▸ Fragment
--------------------------------------------------

Wednesday, 6 June 2012

Ik kwam, ik zag en ik zei niets


"Sorry, ja, echt heel erg sorry, maar ik ga jullie eraf gooien want ik heb deze baan gereserveerd. Vanochtend heb ik gebeld, om 8.00 uur al, precies zoals het hoort. Dus ja. Jij kunt ook reserveren hoor, misschien moet je dat de volgende keer doen?"
Het te korte rokje voor haar potige pootjes EN leeftijd zwiept heen en weer terwijl ze met stevige pasjes de tennisbaan oploopt. Alsof ze haar woorden kracht bij wil zetten stuitert ze de bal op de grond.
Dan zegt ze, "En ik kan het weten, hoe het hoort, want ik zit in de tenniscommissie" en gewichtig mikt ze de bal over het net. Hard. Haar partner is er net op tijd bij om hem terug te kaatsen. Hij wel.

Ik open mijn mond en ik doe hem weer dicht, want ik weet even niet wat ik met de situatie moet. Ik had het ook nog niet eerder gehoord, opscheppen over je plek in een tenniscommissie. Laat staan van deze club met vier tennisbanen, twee krakkemikkige kleedkamertjes en steeds dezelfde clubkampioen, dat principe.
Los daarvan, de tennisbaan is door niemand gereserveerd en dat kan ik weten want ik heb het zojuist gevraagd. Het was ook echt weloverwogen gelieg, niet om bestwil of eentje die per ongeluk uit je mond floept.

“Sorry dat ik te laat ben, maar mijn man had de Tom Tom meegenomen, dus die moest ik eerst ophalen”, zeg ik en ik kijk de tandartsassistente samenzweerderig aan. Zo van wij vrouwen weten dat mannen waardeloos zijn. De assistente reageert: “Te laat, te laat?” En ze kijkt op het papiertje voor zich. “Je bent juist veel te vroeg!” En zo zat ik een UUR te wachten met een niet samenzweerderige assistente en het was pas 8 uur en ik had mijn eerste leugen er al op zitten.

Anyway, mijn drie kinderen en ik druipen af, racket tussen onze benen en ik vraag achteloos aan de jongen achter het barretje: "Goh, er had toch niemand gereserveerd op baan 4?"

--------------------------------------------------

▸ Gegevens
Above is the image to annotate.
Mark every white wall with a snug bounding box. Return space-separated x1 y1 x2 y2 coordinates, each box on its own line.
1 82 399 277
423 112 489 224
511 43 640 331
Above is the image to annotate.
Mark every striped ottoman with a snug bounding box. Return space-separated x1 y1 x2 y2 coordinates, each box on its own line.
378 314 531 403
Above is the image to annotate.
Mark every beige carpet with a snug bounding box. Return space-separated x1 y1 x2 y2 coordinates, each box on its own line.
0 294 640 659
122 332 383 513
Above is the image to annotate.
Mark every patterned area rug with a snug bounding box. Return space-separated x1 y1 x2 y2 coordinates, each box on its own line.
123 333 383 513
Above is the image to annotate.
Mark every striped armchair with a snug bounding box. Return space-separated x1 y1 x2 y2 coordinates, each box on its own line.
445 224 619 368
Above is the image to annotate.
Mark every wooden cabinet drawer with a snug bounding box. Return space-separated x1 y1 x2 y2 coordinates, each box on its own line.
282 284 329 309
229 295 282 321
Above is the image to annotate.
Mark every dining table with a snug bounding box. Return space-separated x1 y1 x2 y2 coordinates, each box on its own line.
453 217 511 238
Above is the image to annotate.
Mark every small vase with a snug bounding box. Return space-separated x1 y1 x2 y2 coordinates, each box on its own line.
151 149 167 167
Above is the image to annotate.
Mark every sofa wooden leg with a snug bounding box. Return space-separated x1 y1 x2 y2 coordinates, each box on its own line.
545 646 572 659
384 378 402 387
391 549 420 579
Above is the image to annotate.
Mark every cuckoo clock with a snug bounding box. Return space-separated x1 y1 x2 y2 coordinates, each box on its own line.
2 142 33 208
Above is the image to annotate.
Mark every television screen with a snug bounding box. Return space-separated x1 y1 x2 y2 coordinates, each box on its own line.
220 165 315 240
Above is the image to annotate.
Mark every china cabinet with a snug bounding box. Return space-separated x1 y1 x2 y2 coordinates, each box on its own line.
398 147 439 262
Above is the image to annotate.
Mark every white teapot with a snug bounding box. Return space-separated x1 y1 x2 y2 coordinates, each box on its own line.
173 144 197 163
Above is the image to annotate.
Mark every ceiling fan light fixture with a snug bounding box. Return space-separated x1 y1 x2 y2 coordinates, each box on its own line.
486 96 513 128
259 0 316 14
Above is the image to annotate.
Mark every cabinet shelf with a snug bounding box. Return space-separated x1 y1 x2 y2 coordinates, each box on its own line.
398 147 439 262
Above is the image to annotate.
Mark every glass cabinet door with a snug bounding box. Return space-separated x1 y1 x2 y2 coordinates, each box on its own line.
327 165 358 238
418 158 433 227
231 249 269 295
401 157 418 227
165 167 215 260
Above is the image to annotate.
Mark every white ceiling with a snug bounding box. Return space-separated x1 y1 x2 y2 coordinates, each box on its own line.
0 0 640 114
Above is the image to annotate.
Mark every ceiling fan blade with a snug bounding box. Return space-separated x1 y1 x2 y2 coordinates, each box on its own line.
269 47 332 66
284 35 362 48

--------------------------------------------------

▸ Opdracht
Geef het deel van het fragment tussen "Ik open mijn" en "clubkampioen, dat principe." letterlijk weer, beide grenzen inbegrepen. Het materiaal is hierbij niet nodig.

▸ Uitwerking
Ik open mijn mond en ik doe hem weer dicht, want ik weet even niet wat ik met de situatie moet. Ik had het ook nog niet eerder gehoord, opscheppen over je plek in een tenniscommissie. Laat staan van deze club met vier tennisbanen, twee krakkemikkige kleedkamertjes en steeds dezelfde clubkampioen, dat principe.